WRITTEN TASK:
Can you repeat the material below word for word, keeping every line as it is?

THE INPUT:
....................
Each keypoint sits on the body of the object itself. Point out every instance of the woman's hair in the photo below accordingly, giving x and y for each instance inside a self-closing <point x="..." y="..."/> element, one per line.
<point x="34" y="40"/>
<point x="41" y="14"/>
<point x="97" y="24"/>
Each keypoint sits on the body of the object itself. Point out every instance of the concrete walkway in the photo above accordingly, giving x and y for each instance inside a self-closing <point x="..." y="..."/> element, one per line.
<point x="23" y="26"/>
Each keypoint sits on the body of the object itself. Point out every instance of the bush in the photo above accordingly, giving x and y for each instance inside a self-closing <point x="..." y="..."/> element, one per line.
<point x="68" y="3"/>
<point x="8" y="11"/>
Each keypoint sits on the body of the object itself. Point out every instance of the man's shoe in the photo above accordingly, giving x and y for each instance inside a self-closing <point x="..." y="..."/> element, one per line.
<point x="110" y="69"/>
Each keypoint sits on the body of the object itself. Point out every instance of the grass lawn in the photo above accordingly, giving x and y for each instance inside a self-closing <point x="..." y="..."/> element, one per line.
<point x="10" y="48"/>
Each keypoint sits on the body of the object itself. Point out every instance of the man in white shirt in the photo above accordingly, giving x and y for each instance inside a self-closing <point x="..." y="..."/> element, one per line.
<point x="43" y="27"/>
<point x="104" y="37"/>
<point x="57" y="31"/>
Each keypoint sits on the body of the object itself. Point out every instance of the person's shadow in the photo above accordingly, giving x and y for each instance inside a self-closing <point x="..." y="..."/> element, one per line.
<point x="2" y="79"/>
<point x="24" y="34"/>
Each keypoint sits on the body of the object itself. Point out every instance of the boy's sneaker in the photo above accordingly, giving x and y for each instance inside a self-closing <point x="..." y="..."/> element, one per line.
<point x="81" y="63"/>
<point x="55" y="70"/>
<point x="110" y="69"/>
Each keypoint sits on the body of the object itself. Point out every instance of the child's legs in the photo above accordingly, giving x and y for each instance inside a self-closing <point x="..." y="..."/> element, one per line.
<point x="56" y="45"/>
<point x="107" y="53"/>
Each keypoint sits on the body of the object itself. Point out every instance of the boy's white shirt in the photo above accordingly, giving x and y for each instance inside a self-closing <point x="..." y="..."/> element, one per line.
....................
WRITTEN SOLUTION:
Each keypoint sits on the body of the object itself. Point out every instance of the woman's hair in the photo below accordingly, giving x and y for each instance inside a self-closing <point x="..." y="..."/> element, one per line.
<point x="34" y="40"/>
<point x="41" y="14"/>
<point x="97" y="24"/>
Each keypoint sits on the body of the object itself. Point out every instance of the concrete walkway in the photo above accordingly, giving x and y for each instance inside a self-closing <point x="..." y="..."/> element, one per line.
<point x="23" y="26"/>
Each keypoint sits on the body of the object itself. Point out every instance of the bush in the photo above accordingly, giving x and y for each instance inside a self-closing <point x="..." y="..."/> element, one per line.
<point x="68" y="3"/>
<point x="8" y="11"/>
Each keypoint sits on the body of the object itself. Point out every instance of the man's shoe in the photo above accordingly, giving x and y for each instance inside a self-closing <point x="..." y="..."/> element, one per line.
<point x="110" y="69"/>
Each keypoint sits on the body of the object itself. Point out every instance of the grass lawn in the photo above accordingly, giving x and y for each instance inside a self-closing <point x="..." y="..."/> element, one per line.
<point x="10" y="48"/>
Each keypoint sits on the body of the object itself. Point out every instance of the man in white shirt in the photo above accordingly, giving x and y for each instance inside a self-closing <point x="..." y="..."/> element, one per line.
<point x="43" y="27"/>
<point x="104" y="37"/>
<point x="57" y="31"/>
Each keypoint sits on the body of the object itself. Point out every instance of the person's shadow in the photo above accordingly, giving x and y for each instance inside a self-closing <point x="..." y="..."/> element, one per line.
<point x="2" y="79"/>
<point x="24" y="34"/>
Each keypoint sits on the body of the object itself. Point out every instance of the boy's sneaker in the photo above accordingly, giving x and y for each instance inside a self-closing <point x="..." y="..."/> element, one per line.
<point x="81" y="63"/>
<point x="55" y="70"/>
<point x="110" y="69"/>
Each keypoint sits on the body of the object itself. Point out every instance of the child's legs in the photo above accordingly, giving x and y for each instance inside a self-closing <point x="..." y="..."/> element, one per line.
<point x="56" y="45"/>
<point x="107" y="53"/>
Each keypoint sits on the body of the object itself. Point out every instance of the boy's white shirt in the photo above accordingly, giving x and y for each instance inside a self-closing <point x="..." y="..."/> element, one per line.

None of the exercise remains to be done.